• Instructions to follow: Could you reproduce the data starting at the line containing "The component shall indicate each instance of the high-wing" and ending at the line containing "the white single-engine", both lines included, with every line kept but each x and y coordinate scaled by 2.2 and rounded to a whole number, halves rounding up? Return only those lines.

• Extracted information:
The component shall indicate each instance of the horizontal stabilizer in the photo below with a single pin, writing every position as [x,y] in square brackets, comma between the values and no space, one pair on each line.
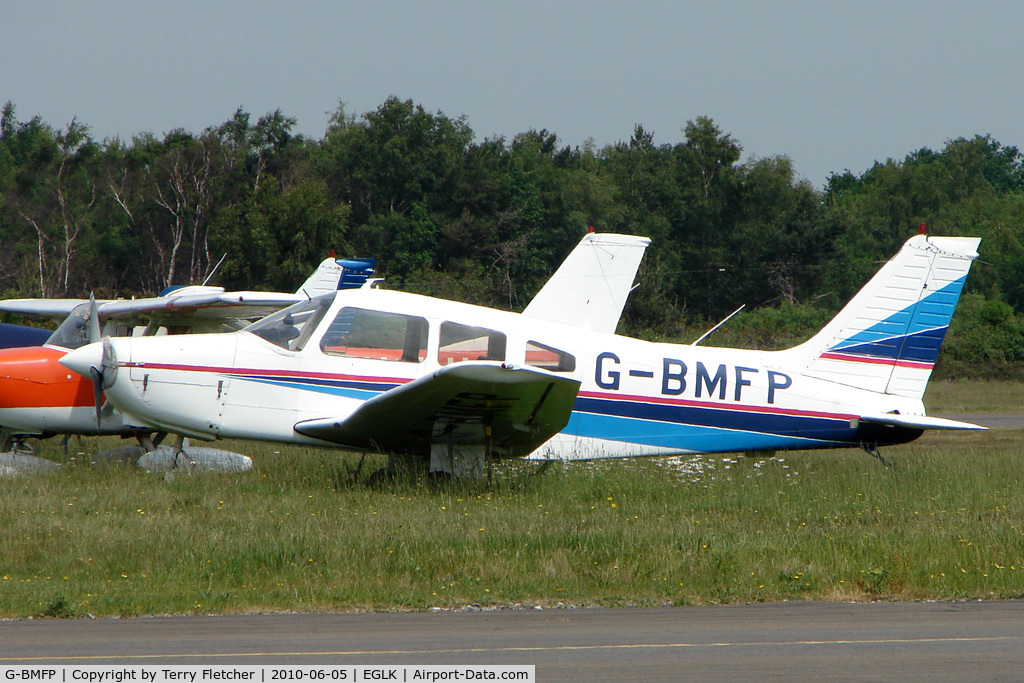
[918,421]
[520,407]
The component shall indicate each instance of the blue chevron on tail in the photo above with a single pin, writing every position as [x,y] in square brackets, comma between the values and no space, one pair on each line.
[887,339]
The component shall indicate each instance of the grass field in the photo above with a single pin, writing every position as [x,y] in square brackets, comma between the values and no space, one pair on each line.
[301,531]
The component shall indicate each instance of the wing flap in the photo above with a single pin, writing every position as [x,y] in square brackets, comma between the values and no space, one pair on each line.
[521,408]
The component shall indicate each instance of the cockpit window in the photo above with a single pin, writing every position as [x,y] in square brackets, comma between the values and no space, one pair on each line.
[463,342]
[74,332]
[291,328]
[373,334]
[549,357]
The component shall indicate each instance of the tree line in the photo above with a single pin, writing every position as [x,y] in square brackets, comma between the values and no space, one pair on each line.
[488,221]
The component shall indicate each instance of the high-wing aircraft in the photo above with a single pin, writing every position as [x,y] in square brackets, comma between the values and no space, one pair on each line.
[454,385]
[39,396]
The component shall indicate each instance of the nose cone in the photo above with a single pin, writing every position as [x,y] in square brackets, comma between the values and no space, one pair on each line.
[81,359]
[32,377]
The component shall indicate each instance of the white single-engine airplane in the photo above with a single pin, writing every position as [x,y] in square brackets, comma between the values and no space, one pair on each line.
...
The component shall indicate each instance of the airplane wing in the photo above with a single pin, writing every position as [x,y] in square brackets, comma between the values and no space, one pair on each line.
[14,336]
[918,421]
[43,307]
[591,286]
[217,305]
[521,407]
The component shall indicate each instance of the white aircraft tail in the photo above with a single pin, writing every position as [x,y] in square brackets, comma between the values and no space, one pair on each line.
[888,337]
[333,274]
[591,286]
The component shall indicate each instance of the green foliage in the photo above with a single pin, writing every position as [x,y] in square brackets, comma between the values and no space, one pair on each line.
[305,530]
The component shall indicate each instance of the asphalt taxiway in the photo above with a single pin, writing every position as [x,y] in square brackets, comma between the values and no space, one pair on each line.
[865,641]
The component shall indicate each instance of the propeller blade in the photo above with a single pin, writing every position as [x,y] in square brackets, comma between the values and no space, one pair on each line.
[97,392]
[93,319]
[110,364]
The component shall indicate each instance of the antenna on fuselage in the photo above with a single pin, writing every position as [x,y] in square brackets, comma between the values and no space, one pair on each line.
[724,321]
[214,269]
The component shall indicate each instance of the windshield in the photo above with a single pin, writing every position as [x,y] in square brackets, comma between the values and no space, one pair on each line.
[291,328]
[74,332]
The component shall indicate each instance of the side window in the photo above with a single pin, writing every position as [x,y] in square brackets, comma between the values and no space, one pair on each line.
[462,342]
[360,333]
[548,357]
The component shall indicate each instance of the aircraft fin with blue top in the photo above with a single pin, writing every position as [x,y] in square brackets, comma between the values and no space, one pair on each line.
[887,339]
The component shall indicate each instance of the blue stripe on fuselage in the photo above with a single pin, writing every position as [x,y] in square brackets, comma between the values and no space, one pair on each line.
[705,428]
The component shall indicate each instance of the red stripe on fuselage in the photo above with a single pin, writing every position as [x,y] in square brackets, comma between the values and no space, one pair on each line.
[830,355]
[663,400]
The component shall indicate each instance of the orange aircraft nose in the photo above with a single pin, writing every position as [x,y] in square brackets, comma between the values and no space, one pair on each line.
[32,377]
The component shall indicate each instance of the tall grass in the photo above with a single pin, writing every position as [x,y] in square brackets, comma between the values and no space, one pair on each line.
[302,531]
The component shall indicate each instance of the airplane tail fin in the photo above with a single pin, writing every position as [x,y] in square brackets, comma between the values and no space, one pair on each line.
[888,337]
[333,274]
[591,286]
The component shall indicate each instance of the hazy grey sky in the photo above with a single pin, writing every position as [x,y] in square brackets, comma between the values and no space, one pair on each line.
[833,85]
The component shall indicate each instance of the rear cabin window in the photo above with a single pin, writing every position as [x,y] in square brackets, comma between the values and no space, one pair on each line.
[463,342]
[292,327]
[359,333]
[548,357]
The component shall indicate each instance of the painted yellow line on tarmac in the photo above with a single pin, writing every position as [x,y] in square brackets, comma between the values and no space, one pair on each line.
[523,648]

• Worked solution:
The component shall indicate each instance of the high-wing aircraft in the photo above with a single pin, writing every position as [x,y] in square brackets, comma between the values and no space, one pair on each line.
[999,847]
[86,871]
The component shall indicate each instance of the nose cone in the photo above with a single pin, writing every position as [x,y] in square brackets, comma between the values and no space, one pair on each line.
[178,790]
[70,829]
The component shall indicate each instance of the white single-engine airplane in the photo above with a single pin, writing every position as [x,y] in square brackets, comma between the values and no space, one pair on each line.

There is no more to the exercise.